▸ Information shown:

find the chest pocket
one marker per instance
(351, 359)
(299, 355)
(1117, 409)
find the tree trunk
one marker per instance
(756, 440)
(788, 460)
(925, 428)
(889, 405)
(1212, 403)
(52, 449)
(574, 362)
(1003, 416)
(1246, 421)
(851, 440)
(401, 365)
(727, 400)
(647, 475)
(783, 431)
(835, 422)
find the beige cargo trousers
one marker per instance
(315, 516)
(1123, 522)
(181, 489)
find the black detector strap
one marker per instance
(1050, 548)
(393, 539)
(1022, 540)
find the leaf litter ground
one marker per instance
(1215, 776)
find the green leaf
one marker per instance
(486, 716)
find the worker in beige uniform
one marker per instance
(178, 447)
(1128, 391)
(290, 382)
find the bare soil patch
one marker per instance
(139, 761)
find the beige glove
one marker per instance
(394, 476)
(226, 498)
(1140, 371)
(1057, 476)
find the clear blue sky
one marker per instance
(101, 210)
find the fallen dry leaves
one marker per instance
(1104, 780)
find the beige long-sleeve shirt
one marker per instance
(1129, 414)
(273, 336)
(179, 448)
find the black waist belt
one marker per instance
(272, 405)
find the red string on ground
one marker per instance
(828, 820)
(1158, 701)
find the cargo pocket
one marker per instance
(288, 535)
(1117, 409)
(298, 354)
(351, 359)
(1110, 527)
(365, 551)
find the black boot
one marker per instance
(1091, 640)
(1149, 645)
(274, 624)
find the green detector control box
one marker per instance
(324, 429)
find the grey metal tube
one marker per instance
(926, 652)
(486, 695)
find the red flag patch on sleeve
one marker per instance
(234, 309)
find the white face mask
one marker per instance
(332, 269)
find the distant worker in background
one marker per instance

▸ The request:
Please rewrite all of the data above as a Markdown table with two columns, Row and Line. Number each nonblank line in order and skip any blank lines.

▸ Solution:
| Row | Line |
|---|---|
| 1 | find the chest pocket |
| 2 | one marker per instance |
| 3 | (351, 359) |
| 4 | (299, 355) |
| 5 | (1117, 409) |
| 6 | find the tree trunk |
| 7 | one marker per instance |
| 8 | (756, 440) |
| 9 | (788, 460) |
| 10 | (925, 428) |
| 11 | (889, 405) |
| 12 | (1212, 403) |
| 13 | (52, 449) |
| 14 | (574, 362) |
| 15 | (1003, 416) |
| 16 | (1246, 421) |
| 17 | (851, 440) |
| 18 | (401, 365) |
| 19 | (727, 400) |
| 20 | (647, 475) |
| 21 | (783, 431) |
| 22 | (835, 422) |
| 23 | find the beige cargo trousers |
| 24 | one marker per instance |
| 25 | (315, 516) |
| 26 | (1123, 522) |
| 27 | (181, 489) |
| 28 | find the black detector strap |
| 29 | one marker per instance |
| 30 | (1050, 548) |
| 31 | (393, 539) |
| 32 | (1022, 540) |
| 33 | find the leaf litter ground |
| 34 | one marker per instance |
| 35 | (1215, 776) |
| 36 | find the green leaf |
| 37 | one marker per instance |
| 38 | (486, 716) |
| 39 | find the worker in beige uniform |
| 40 | one marker per instance |
| 41 | (178, 447) |
| 42 | (1128, 391) |
| 43 | (290, 382) |
| 44 | find the bare soil patch |
| 45 | one marker per instance |
| 46 | (139, 761) |
| 47 | find the beige glove |
| 48 | one marker per instance |
| 49 | (394, 476) |
| 50 | (226, 498) |
| 51 | (1140, 371) |
| 52 | (1057, 476) |
| 53 | find the clear blue sky |
| 54 | one marker per instance |
| 55 | (101, 210) |
| 56 | find the fallen dry leaves |
| 57 | one marker per instance |
| 58 | (1104, 780) |
| 59 | find the beige long-sleeve shirt |
| 60 | one marker per instance |
| 61 | (1129, 414) |
| 62 | (273, 336) |
| 63 | (179, 448) |
| 64 | find the black waist belt |
| 65 | one marker per instance |
| 66 | (272, 405) |
| 67 | find the red string on ground |
| 68 | one marker per instance |
| 69 | (828, 820) |
| 70 | (1158, 701) |
| 71 | find the cargo pocket |
| 72 | one marker per instance |
| 73 | (288, 535) |
| 74 | (1117, 409) |
| 75 | (298, 354) |
| 76 | (351, 359) |
| 77 | (1110, 527) |
| 78 | (365, 551) |
| 79 | find the black boot |
| 80 | one marker per instance |
| 81 | (1091, 640) |
| 82 | (1149, 645) |
| 83 | (274, 624) |
| 84 | find the green detector control box |
| 85 | one marker per instance |
| 86 | (324, 429) |
| 87 | find the grey metal tube |
| 88 | one marker per instance |
| 89 | (926, 652) |
| 90 | (486, 695) |
| 91 | find the red flag patch on sleeve |
| 92 | one marker per instance |
| 93 | (234, 309) |
| 94 | find the white face mask |
| 95 | one marker per instance |
| 96 | (332, 269) |
| 97 | find the distant worker in background |
| 98 | one marker per instance |